= Written exercise =
Render the listing, from its first line up to and including the line that contains "[[385, 388]]", as a JSON list of strings with one string per line. Omit blank lines and leave the pictures out.
= = =
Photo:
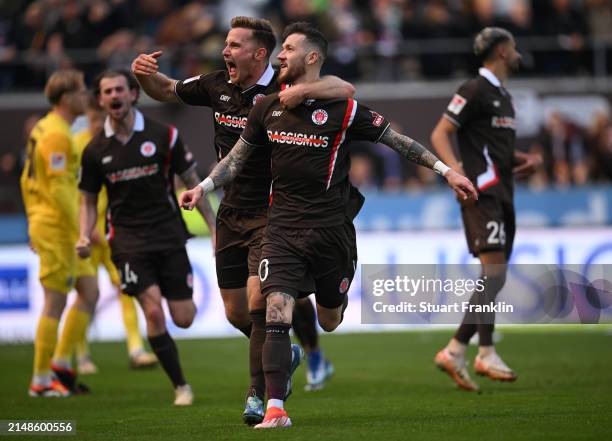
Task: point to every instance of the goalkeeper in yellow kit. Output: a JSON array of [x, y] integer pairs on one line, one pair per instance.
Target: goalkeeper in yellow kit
[[100, 255], [49, 190]]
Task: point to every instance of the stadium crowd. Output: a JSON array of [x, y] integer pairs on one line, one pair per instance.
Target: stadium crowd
[[372, 39]]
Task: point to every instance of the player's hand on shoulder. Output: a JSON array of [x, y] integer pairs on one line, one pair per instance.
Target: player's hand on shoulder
[[188, 199], [83, 247], [528, 163], [461, 185], [291, 97], [146, 64]]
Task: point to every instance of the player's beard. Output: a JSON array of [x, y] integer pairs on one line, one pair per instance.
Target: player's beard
[[120, 114], [292, 73], [514, 66]]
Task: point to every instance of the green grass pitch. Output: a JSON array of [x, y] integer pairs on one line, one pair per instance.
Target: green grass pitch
[[385, 388]]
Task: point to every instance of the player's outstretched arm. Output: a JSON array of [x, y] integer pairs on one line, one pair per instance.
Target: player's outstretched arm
[[88, 216], [155, 84], [223, 173], [327, 87], [191, 180], [442, 145], [415, 152]]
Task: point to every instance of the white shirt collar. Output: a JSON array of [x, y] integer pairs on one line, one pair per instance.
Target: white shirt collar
[[267, 76], [138, 124], [483, 71], [265, 79]]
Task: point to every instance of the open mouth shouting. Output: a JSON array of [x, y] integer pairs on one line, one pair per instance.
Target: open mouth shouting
[[231, 68]]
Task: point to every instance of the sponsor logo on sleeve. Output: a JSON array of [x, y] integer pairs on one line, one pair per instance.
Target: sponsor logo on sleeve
[[344, 284], [319, 117], [503, 122], [457, 104], [377, 118], [189, 80]]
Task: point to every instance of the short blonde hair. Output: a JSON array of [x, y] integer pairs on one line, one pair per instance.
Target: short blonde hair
[[61, 82]]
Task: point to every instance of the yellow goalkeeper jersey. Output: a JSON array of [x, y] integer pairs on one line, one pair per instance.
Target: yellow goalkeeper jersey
[[81, 139], [49, 177]]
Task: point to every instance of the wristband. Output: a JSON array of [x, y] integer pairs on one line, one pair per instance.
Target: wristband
[[440, 168], [207, 185]]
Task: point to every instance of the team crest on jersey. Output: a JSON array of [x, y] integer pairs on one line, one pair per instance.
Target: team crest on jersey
[[457, 104], [58, 161], [148, 149], [344, 285], [257, 98], [319, 117]]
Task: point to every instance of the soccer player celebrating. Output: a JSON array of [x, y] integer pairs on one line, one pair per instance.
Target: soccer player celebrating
[[49, 190], [243, 212], [100, 255], [482, 115], [136, 159], [308, 230]]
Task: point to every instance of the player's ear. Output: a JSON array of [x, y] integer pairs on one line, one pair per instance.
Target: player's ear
[[261, 53], [312, 57]]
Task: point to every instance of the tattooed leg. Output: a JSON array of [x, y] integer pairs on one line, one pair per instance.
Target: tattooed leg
[[276, 353]]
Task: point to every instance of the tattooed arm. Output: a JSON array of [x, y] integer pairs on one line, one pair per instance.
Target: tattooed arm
[[224, 172], [415, 152]]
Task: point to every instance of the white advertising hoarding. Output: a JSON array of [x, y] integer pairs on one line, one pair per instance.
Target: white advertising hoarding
[[21, 295]]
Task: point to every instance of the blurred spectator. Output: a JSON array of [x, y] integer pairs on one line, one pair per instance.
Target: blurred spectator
[[343, 60], [567, 24], [601, 148], [384, 27], [562, 144], [373, 40], [361, 172]]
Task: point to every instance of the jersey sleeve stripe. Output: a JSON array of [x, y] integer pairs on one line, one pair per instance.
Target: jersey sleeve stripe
[[250, 143], [349, 115], [173, 136], [451, 119], [383, 132]]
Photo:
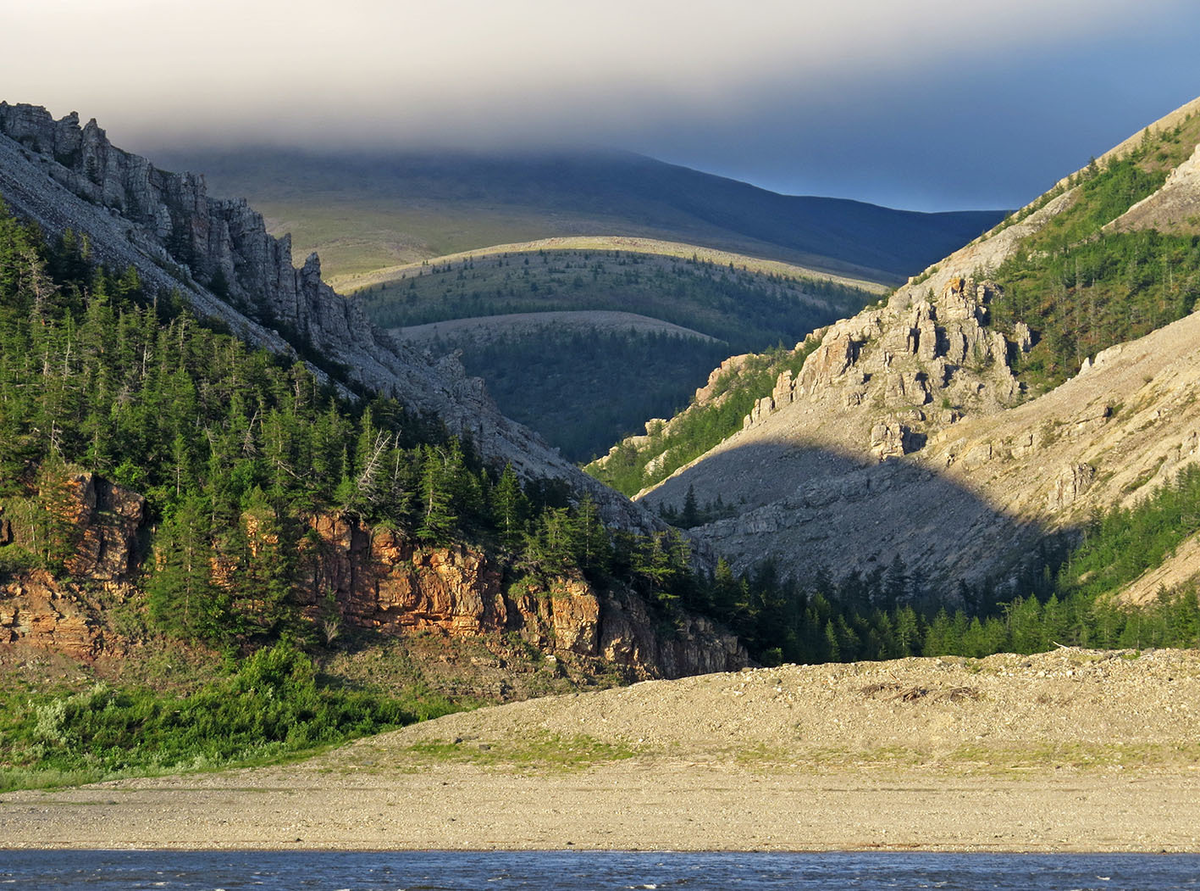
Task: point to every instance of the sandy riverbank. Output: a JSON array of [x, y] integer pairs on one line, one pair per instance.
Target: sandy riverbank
[[1068, 751]]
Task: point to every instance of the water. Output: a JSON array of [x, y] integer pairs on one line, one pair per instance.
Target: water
[[441, 871]]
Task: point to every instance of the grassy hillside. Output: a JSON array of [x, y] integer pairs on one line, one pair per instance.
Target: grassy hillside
[[366, 211], [1083, 285], [586, 389]]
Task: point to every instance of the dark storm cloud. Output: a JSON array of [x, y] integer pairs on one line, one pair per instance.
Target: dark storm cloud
[[931, 103]]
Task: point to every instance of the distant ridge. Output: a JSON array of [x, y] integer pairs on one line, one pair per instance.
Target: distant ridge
[[408, 205]]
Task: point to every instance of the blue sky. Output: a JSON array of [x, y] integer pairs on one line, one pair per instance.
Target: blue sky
[[918, 103]]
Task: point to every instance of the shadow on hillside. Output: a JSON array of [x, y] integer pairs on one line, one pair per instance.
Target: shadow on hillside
[[814, 512]]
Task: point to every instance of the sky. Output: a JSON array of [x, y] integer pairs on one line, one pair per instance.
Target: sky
[[928, 105]]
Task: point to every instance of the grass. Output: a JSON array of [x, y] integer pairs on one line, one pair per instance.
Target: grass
[[274, 707]]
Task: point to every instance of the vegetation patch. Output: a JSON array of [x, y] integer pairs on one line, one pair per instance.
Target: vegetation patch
[[274, 706]]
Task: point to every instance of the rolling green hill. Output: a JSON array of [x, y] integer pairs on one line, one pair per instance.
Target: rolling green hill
[[366, 211], [592, 372]]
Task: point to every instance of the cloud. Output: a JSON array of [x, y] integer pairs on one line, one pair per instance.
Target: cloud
[[460, 70]]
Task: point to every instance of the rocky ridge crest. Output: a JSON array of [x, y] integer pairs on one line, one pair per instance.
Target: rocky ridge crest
[[906, 434], [358, 576], [219, 256]]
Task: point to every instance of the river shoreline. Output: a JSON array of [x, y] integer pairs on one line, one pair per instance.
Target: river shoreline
[[1062, 752]]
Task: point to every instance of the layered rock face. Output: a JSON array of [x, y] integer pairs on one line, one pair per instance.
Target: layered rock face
[[357, 575], [220, 257], [379, 579], [906, 434]]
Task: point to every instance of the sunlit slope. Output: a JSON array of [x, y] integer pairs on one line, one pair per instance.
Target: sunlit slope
[[369, 211]]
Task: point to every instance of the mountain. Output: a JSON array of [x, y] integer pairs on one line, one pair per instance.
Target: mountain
[[582, 339], [970, 428], [264, 522], [369, 211]]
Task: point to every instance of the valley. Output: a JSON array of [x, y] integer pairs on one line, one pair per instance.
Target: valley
[[227, 490], [1071, 751]]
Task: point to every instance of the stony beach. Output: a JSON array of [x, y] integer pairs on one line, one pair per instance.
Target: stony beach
[[1071, 751]]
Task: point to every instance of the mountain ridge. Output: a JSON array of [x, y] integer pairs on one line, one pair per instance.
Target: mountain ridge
[[574, 193], [229, 250], [925, 388]]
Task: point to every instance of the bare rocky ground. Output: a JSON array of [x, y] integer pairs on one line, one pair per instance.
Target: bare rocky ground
[[1065, 751]]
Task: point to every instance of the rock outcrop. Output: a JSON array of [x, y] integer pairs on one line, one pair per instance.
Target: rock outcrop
[[39, 611], [219, 256], [907, 435], [381, 579], [353, 574]]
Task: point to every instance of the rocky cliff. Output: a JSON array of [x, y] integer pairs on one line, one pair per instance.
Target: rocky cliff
[[219, 256], [353, 575], [906, 432]]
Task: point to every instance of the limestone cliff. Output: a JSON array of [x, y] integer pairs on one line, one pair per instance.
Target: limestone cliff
[[906, 432], [354, 575], [219, 256]]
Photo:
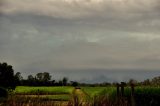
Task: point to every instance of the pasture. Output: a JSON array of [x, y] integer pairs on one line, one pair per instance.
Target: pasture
[[86, 96]]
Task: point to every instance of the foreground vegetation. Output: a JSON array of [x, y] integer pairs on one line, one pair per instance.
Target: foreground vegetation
[[40, 90]]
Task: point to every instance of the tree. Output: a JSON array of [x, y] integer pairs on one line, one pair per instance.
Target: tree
[[30, 78], [39, 76], [7, 79], [74, 83], [46, 77], [65, 80], [18, 78]]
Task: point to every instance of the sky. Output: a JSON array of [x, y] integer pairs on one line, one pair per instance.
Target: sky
[[85, 40]]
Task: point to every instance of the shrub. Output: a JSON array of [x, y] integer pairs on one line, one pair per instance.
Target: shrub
[[3, 92]]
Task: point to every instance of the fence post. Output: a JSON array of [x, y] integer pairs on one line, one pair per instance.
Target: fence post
[[122, 88], [117, 89], [132, 95]]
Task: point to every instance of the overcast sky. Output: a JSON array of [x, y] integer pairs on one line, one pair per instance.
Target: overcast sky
[[81, 36]]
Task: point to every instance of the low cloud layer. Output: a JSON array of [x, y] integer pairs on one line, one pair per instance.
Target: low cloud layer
[[49, 35]]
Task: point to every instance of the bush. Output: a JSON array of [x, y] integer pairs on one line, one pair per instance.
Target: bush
[[3, 92]]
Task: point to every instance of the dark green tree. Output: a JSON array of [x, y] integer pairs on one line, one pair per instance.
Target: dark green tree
[[18, 78], [7, 79], [46, 76], [65, 80]]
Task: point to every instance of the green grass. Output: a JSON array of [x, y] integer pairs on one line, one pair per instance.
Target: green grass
[[43, 90], [148, 90]]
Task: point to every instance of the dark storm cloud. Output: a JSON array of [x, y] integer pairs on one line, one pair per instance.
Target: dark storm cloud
[[50, 35]]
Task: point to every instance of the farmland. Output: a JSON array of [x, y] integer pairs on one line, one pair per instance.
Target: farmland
[[85, 96]]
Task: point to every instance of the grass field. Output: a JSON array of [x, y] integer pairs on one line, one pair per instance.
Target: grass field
[[95, 91], [43, 90], [91, 95]]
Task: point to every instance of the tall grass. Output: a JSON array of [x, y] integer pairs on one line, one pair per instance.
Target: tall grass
[[26, 90]]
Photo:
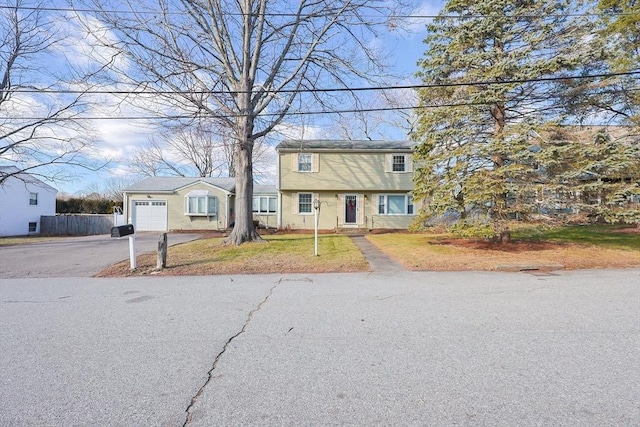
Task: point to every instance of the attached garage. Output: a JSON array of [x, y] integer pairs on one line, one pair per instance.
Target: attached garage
[[149, 215]]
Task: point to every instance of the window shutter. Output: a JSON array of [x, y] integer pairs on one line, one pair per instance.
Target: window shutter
[[341, 209]]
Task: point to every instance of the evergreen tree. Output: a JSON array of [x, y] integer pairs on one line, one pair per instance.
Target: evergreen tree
[[486, 64]]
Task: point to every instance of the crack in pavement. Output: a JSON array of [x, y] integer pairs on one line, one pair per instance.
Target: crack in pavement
[[195, 398]]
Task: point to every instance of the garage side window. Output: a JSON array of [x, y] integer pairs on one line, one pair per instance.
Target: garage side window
[[200, 205]]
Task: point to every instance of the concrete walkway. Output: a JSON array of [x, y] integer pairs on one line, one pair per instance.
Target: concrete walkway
[[378, 260]]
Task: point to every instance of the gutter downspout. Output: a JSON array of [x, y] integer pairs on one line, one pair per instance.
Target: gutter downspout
[[279, 207]]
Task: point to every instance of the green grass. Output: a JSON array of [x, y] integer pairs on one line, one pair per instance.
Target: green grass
[[593, 235], [280, 254]]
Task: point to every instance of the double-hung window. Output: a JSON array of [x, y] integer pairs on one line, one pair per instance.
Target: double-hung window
[[305, 203], [305, 162], [264, 204], [200, 203], [399, 163], [395, 204]]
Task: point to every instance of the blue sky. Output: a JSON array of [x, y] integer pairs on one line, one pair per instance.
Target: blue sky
[[117, 139]]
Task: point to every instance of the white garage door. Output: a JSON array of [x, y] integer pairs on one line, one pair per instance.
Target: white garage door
[[150, 215]]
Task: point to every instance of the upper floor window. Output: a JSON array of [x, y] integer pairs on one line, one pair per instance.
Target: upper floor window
[[199, 203], [399, 164], [305, 162], [305, 203], [395, 204], [264, 204]]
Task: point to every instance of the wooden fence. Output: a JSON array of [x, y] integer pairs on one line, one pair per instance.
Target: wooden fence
[[76, 225]]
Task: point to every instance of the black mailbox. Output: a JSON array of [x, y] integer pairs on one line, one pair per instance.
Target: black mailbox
[[122, 230]]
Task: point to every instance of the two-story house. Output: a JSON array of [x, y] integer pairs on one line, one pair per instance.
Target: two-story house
[[359, 184], [24, 199]]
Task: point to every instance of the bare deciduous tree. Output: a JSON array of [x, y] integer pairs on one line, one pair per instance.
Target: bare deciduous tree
[[40, 131], [195, 149], [244, 63]]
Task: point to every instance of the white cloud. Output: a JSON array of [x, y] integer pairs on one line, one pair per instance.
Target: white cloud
[[421, 17]]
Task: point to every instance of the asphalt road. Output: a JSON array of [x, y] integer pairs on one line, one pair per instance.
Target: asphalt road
[[77, 256], [478, 349]]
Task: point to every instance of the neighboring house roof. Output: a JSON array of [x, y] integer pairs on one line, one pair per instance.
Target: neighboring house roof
[[24, 177], [344, 145], [163, 184]]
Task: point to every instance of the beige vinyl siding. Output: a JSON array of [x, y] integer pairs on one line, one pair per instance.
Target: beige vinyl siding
[[344, 172], [176, 218], [398, 222], [294, 221], [332, 213]]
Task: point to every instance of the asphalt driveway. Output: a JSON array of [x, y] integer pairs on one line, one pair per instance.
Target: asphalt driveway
[[77, 256]]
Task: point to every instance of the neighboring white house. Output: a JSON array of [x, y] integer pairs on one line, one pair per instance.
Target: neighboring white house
[[23, 200]]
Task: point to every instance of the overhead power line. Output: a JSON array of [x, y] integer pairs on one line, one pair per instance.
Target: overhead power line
[[290, 113], [391, 17], [324, 90]]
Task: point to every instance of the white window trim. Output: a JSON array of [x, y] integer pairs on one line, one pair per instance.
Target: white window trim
[[207, 197], [315, 166], [407, 201], [408, 163], [267, 212], [298, 204]]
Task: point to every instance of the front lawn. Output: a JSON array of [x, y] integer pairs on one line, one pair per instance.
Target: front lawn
[[281, 254], [574, 247]]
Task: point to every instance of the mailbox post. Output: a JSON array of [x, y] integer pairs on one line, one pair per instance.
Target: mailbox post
[[127, 230], [316, 212]]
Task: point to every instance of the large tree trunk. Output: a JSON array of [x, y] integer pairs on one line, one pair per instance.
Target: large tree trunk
[[244, 230]]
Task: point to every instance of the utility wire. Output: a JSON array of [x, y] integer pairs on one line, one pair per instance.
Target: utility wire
[[325, 90], [391, 17], [291, 113]]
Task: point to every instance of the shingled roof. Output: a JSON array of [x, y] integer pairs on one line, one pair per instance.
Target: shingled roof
[[353, 145], [159, 184]]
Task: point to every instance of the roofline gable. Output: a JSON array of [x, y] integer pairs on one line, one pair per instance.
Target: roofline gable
[[200, 181]]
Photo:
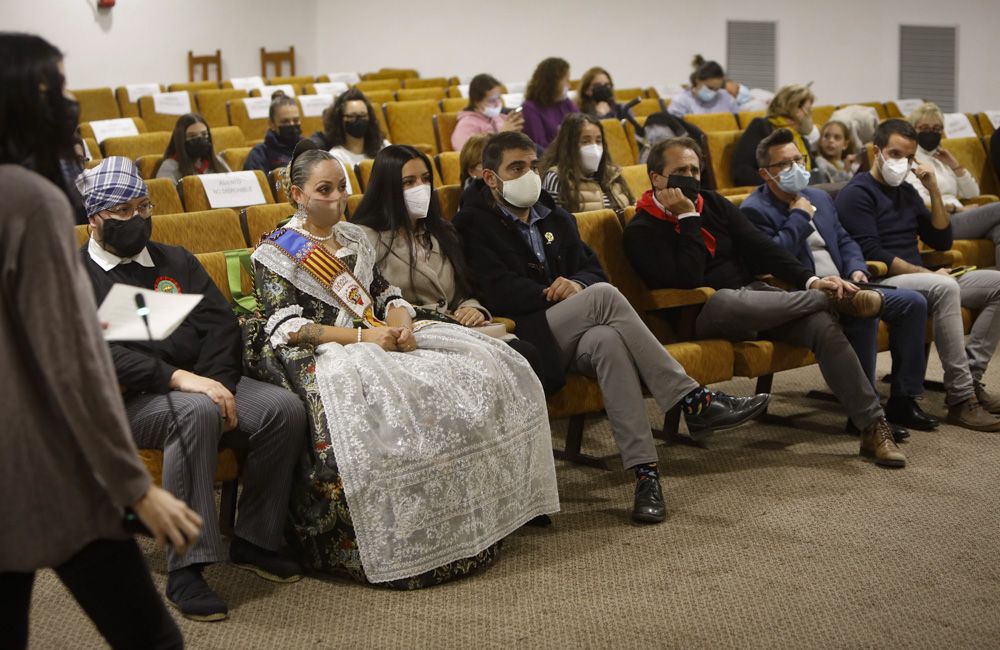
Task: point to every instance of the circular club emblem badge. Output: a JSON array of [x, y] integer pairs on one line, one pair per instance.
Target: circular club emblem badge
[[167, 285]]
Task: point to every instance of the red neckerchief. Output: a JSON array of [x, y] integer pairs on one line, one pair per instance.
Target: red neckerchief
[[647, 203]]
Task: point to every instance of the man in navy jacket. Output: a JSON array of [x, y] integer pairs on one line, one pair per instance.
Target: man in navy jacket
[[529, 264], [805, 222]]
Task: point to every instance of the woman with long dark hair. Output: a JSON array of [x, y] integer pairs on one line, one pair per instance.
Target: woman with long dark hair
[[190, 151], [69, 467]]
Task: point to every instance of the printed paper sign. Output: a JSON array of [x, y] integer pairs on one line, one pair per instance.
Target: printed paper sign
[[175, 103], [257, 107], [332, 88], [314, 105], [247, 83], [267, 91], [346, 77], [116, 128], [232, 190], [957, 125], [135, 91]]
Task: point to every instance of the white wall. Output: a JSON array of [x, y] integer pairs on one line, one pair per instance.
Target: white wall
= = =
= The result =
[
  "Photo:",
  "Task: point to every instance of the goalkeeper in yellow kit. Output: a JSON array of [x, y] integer pairs on one line, one pair per instance.",
  "Target: goalkeeper in yellow kit",
  "[[100, 255], [49, 190]]",
  "Task: point to every instance of the stadium crowd. Output: a JSON array of [x, y] integer pairs on one line, one pair per instance.",
  "Target: stadium crowd",
  "[[372, 39]]",
  "Task: point to every instance of the player's hand on shoulder. Output: a JSON array of [x, y] integer pairs on one line, one pair per instance.",
  "Target: player's hand on shoulder",
  "[[188, 199], [83, 247], [528, 163], [461, 185], [291, 97], [146, 64]]",
  "Task: point to every instance of the player's beard. Output: a JSON array of [x, y] integer pairs on one line, one pair per instance.",
  "Target: player's beard",
  "[[120, 114], [292, 73], [514, 66]]",
  "Task: point to every instance of the green grass pitch. Output: a JSON array of [x, y] integer pairs on one line, one pair per instance.",
  "Target: green grass pitch",
  "[[385, 388]]"
]